> **Task**: Format all of the rows below as a numbered list, and leave out any blank lines.

Location labeling records
[Start]

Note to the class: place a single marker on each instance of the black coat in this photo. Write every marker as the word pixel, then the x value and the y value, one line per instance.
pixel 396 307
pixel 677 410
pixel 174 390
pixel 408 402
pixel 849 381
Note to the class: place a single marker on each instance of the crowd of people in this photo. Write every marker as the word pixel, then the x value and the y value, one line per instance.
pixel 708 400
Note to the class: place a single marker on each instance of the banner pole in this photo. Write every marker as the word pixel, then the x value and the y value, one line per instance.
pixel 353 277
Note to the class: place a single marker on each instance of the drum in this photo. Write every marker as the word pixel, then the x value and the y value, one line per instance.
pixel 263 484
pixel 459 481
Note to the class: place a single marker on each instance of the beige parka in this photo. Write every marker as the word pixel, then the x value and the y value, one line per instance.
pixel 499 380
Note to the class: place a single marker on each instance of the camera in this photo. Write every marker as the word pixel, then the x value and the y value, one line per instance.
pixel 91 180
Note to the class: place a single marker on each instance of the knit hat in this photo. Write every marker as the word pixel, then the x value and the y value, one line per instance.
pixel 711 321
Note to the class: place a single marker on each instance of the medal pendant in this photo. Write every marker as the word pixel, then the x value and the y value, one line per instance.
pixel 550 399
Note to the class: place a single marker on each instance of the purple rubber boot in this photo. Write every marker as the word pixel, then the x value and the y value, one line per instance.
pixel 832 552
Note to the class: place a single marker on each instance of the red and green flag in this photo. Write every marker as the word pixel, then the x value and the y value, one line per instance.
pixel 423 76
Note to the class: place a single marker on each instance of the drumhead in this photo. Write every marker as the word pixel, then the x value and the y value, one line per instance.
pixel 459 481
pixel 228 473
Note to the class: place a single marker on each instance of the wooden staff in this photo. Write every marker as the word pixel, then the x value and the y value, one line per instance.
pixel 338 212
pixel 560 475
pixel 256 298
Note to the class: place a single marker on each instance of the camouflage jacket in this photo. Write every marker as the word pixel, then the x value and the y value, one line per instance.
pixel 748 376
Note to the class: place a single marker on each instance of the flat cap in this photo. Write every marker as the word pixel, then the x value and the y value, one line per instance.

[End]

> **Answer below**:
1. Note to the class: place a single marker on each instance of the black coat in this photo. Write every marker as the word pixel, then the x value and the y value, one line per instance.
2. pixel 396 307
3. pixel 677 410
4. pixel 174 390
5. pixel 408 402
6. pixel 849 381
7. Note to the class: place a single marker on each instance of the crowd of people in this photo. Write every marker as the word pixel, then the x value and the y value, one line per instance.
8. pixel 708 400
9. Note to the class: place a single marker on each instance of the banner pole in this photo. Write every marker as the word pixel, then the x value and the y value, one line per instance.
10. pixel 353 277
11. Note to the class: place a single marker on each instance of the drum in this photo. Write every marker as the word pixel, then the x value and the y value, one line per instance.
12. pixel 263 484
13. pixel 459 481
14. Note to the class: place a single marker on each instance of the beige parka in this photo. Write every marker as the word pixel, then the x value and the y value, one line per instance.
15. pixel 499 380
16. Note to the class: place a single marker on each instance of the camera in this photo. Write every marker as the word pixel, then the x value and the y value, one line per instance.
17. pixel 91 180
18. Note to the class: place a single marker on each instance of the knit hat in this photo. Write every marker as the word pixel, then the x value and the y value, one line per instance.
19. pixel 711 321
20. Note to the class: place a single marker on each instance of the medal pendant in this photo. Write every marker as the word pixel, then the x value and the y value, one line per instance.
21. pixel 550 399
22. Note to the class: place a single marker on each instance of the purple rubber boot in this photo. Write every marker as the word pixel, then the x value and the y value, one line per instance.
23. pixel 832 552
24. Note to the class: place a single marker on each instance of the red and green flag in this photo. Write every marker as the word pixel, then the x value and the y value, one line per instance.
25. pixel 423 76
26. Note to the class: place a single marker on each instance of the drumhead in this photo. Write every marker as the word pixel, then the x value and the y value, one line per instance.
27. pixel 459 481
28. pixel 228 473
29. Note to the class: place a single marker on each instance of the wooden staff in this photo. Write every marker as the word pixel, then the x value and the y value, one line per instance.
30. pixel 338 212
31. pixel 560 475
32. pixel 256 298
33. Note to the class: place a single marker on each instance of the camouflage jacket in this photo. Write every marker as the word pixel, then the x value and the y value, one line per instance.
34. pixel 748 376
35. Note to the class: place a single marker on each instance of the flat cap in this photo. Write every marker as the word pixel, then the x value and the y value, one line per instance.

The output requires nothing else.